What you should do
Below are records; report how many of their lines contain the word "green", giving only the number.

Source records
- - - -

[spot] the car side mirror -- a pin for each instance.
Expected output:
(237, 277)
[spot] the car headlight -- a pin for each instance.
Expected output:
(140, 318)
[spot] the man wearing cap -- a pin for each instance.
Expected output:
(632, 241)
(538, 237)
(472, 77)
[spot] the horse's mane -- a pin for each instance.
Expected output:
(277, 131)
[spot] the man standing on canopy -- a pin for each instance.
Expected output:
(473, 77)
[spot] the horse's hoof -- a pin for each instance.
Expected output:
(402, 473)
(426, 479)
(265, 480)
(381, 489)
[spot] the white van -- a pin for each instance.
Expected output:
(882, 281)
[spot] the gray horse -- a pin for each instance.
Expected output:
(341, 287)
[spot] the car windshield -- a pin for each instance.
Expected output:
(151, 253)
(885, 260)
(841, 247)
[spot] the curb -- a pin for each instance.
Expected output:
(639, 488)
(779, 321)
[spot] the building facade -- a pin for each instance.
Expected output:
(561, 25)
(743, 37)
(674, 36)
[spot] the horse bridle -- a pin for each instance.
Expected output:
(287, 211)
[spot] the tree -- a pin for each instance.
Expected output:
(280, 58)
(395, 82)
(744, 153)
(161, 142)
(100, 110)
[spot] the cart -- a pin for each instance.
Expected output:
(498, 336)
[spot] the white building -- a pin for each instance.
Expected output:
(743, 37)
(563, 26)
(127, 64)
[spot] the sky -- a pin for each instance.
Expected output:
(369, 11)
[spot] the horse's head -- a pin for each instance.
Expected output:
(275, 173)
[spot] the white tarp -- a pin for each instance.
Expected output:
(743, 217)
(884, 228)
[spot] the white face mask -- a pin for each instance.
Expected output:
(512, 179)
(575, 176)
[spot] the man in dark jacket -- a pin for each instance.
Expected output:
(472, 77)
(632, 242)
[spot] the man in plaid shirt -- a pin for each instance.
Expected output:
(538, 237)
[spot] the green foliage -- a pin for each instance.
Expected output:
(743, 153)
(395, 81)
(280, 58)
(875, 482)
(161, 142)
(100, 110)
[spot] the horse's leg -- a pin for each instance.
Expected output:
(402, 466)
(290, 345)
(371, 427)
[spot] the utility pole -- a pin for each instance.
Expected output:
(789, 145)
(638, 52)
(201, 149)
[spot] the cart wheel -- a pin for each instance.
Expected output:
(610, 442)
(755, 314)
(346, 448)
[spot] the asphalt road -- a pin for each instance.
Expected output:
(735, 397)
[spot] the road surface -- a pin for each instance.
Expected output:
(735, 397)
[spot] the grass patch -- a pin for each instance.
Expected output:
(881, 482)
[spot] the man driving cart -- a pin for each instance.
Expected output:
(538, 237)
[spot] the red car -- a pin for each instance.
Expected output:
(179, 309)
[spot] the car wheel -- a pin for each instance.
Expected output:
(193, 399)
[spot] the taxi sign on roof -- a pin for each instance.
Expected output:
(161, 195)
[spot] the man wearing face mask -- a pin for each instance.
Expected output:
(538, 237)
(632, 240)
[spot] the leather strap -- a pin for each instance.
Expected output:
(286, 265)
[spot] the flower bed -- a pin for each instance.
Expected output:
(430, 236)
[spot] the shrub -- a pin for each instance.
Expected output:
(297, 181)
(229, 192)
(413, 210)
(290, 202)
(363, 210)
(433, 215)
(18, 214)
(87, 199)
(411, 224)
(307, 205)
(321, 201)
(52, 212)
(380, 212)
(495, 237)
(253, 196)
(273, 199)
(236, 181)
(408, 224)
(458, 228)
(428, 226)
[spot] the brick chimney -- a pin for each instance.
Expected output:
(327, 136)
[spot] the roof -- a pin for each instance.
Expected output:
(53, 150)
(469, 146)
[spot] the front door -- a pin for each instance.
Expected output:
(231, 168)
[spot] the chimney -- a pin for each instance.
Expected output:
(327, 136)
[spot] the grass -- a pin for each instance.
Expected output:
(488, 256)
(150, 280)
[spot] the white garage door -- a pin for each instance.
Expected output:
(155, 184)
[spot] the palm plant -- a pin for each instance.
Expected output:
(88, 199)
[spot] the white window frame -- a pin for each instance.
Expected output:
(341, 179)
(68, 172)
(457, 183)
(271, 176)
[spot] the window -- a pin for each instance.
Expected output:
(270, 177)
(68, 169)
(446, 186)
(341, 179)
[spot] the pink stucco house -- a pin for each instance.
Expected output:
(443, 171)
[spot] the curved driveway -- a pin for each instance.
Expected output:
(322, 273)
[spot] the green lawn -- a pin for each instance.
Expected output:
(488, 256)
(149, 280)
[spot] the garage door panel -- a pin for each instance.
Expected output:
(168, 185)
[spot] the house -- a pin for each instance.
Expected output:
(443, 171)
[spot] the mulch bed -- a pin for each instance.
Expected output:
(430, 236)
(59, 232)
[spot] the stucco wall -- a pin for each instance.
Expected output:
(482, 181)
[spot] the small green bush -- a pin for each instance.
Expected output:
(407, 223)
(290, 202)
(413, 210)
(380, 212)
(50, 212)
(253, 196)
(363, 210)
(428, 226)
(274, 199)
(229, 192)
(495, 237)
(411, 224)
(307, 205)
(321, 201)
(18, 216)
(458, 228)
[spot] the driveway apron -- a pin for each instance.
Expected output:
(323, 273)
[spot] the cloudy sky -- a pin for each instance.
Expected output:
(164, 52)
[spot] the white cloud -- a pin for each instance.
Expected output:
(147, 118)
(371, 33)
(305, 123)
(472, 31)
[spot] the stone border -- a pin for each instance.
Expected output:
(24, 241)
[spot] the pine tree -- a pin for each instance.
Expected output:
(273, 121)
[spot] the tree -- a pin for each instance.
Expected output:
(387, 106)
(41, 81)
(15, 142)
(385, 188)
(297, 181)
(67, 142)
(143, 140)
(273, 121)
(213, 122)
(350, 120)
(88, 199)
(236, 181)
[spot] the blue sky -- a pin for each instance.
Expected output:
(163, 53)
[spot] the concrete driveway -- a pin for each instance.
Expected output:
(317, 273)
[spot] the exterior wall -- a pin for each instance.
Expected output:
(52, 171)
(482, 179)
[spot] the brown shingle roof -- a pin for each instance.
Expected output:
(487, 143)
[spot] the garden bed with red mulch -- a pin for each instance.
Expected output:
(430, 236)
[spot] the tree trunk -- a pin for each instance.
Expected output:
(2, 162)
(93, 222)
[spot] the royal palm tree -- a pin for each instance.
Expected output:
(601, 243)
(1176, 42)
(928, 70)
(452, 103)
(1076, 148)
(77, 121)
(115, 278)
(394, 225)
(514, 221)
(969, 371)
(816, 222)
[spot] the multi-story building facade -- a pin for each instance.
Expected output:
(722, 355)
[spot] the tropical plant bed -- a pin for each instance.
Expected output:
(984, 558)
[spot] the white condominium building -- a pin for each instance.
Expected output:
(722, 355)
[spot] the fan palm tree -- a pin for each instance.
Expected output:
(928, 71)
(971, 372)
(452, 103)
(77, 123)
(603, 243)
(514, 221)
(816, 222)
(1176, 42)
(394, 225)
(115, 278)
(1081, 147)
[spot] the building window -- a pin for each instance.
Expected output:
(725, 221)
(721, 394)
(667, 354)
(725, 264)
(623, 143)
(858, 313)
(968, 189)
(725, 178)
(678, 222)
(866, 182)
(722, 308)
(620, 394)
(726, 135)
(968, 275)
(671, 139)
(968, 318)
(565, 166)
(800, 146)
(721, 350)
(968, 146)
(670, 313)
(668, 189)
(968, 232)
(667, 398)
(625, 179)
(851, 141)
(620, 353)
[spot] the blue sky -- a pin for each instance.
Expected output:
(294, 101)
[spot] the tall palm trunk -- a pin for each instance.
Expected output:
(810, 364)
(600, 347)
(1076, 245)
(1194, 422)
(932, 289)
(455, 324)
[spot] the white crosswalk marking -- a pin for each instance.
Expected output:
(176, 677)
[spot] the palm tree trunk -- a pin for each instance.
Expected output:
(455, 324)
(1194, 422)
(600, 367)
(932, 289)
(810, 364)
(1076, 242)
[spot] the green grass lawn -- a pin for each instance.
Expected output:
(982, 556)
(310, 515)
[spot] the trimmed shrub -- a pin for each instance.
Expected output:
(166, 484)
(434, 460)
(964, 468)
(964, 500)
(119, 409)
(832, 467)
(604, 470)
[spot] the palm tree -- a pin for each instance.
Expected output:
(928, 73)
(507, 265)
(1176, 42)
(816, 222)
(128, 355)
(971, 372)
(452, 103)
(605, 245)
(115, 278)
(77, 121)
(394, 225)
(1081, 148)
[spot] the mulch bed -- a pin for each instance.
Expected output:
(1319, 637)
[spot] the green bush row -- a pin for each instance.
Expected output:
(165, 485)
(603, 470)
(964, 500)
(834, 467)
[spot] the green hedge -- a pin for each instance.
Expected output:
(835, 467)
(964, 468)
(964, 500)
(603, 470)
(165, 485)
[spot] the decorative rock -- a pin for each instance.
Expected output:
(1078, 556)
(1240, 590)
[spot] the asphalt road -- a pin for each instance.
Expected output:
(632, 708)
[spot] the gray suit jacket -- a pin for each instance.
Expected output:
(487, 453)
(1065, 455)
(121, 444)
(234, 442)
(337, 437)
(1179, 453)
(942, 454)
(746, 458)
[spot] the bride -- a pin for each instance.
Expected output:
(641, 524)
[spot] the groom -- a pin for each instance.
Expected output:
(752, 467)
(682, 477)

- - - -

Answer for the task
6